Look for "pixel 847 438." in the records below, then copy that line and every line after it, exactly and with nothing added.
----- Records supplied -----
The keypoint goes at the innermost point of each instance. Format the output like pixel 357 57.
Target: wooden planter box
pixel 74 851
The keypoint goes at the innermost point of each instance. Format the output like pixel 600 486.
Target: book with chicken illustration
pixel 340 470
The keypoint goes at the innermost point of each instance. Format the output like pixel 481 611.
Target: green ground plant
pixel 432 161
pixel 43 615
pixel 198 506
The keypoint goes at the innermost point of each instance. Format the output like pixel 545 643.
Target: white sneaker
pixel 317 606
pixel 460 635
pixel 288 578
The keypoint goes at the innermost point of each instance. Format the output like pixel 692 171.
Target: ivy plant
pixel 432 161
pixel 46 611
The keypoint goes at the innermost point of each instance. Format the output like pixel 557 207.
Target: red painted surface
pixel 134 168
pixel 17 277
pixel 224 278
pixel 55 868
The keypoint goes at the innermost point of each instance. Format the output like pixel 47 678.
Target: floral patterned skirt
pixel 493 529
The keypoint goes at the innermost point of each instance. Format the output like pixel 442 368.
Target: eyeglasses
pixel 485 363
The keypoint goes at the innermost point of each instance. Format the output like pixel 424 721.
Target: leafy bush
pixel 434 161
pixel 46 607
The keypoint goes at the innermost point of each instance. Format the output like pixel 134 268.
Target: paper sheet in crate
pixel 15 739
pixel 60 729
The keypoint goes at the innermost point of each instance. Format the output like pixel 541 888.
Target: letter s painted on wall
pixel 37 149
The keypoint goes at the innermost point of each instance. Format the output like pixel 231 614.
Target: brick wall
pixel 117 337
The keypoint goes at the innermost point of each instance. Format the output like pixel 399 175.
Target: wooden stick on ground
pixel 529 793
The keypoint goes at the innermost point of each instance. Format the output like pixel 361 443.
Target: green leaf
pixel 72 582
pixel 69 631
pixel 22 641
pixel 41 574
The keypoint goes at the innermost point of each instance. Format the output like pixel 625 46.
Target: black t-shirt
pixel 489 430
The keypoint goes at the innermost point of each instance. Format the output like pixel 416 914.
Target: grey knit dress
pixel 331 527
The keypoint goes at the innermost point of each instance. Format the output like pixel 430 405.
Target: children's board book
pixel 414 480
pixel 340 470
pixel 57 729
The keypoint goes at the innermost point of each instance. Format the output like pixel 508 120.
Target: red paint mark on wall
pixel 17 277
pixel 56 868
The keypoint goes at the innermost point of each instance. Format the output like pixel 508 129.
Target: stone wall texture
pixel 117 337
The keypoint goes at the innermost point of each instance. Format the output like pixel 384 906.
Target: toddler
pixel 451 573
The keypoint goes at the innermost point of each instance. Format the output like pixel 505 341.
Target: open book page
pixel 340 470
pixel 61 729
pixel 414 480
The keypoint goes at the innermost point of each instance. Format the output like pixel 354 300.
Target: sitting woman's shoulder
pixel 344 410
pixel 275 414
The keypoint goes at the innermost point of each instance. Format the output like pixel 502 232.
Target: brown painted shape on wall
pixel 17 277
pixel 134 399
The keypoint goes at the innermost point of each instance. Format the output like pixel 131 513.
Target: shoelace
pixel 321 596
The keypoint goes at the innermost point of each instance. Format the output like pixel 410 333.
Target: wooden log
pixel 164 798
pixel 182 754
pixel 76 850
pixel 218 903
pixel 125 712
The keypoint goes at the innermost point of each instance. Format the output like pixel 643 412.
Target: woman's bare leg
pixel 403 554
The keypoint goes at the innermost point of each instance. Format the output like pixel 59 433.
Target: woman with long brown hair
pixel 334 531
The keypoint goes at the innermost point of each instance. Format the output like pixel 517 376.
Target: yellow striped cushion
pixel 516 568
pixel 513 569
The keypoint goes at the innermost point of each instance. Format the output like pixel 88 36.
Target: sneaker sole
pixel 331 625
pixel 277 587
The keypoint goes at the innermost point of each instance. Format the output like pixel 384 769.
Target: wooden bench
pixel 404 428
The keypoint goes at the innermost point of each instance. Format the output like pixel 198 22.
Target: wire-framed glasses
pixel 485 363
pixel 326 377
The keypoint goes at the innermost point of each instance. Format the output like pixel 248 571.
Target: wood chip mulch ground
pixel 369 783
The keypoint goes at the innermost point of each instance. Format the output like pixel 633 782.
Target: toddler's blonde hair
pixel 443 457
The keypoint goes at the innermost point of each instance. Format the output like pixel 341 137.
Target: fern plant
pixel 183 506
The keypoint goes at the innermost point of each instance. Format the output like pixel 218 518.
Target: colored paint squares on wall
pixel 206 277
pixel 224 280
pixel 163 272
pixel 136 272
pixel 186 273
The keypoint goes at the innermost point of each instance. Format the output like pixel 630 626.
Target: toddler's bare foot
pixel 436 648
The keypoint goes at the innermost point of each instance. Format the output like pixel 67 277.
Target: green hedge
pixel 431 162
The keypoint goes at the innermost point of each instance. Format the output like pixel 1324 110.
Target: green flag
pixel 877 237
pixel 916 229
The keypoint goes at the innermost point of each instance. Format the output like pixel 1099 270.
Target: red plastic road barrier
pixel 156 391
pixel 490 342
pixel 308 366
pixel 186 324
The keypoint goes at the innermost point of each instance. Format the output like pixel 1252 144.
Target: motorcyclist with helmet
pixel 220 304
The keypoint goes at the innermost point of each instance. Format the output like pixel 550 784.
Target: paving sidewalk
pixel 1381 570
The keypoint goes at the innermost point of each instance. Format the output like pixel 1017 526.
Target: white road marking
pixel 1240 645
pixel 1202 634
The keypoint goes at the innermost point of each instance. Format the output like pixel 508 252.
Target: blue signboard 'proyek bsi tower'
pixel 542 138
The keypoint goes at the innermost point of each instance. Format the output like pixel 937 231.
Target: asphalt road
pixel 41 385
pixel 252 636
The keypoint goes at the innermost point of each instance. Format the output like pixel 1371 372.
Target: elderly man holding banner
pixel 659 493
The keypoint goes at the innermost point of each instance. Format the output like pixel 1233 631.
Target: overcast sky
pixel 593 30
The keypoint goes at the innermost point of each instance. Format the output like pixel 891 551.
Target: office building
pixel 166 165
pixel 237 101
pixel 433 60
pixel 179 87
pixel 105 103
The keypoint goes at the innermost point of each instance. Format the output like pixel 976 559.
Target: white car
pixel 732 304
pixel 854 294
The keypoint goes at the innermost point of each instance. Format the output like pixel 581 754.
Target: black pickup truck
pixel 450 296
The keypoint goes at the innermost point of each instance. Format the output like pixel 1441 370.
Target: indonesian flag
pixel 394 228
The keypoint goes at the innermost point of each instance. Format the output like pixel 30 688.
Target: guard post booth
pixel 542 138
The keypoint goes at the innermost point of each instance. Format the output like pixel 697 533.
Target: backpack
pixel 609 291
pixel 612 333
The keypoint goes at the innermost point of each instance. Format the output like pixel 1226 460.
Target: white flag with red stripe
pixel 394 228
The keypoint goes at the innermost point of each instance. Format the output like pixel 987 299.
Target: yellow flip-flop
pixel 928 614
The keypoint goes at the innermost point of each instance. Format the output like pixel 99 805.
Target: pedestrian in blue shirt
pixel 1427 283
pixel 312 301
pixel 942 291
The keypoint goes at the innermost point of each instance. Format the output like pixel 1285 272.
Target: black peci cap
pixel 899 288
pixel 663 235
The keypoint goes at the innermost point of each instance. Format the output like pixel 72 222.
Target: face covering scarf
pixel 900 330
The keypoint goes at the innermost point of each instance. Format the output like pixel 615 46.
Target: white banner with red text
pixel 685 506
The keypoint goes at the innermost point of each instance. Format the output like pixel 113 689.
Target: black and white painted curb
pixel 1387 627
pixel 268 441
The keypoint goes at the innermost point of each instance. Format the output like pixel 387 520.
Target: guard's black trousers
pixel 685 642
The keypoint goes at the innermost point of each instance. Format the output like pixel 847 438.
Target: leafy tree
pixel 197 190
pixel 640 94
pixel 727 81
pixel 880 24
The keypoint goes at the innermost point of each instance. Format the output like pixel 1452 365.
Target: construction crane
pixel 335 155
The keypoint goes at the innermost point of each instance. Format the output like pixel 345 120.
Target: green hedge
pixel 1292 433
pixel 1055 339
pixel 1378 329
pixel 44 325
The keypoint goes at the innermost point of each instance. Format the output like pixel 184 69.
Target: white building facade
-----
# Answer box
The keypoint goes at the innermost point of each instance. Format the output like pixel 847 438.
Target: leafy tree
pixel 197 190
pixel 640 94
pixel 727 81
pixel 880 24
The keypoint goes at the innermost point of each instance. Format the output like pixel 1452 365.
Target: construction crane
pixel 335 155
The keypoint goes at the innermost point of each instance. Format the output like pixel 345 120.
Target: green hedge
pixel 1292 433
pixel 1055 339
pixel 1378 329
pixel 44 325
The keypoint goes at the innermost point of each instance. Format the output like pixel 184 69.
Target: white building facade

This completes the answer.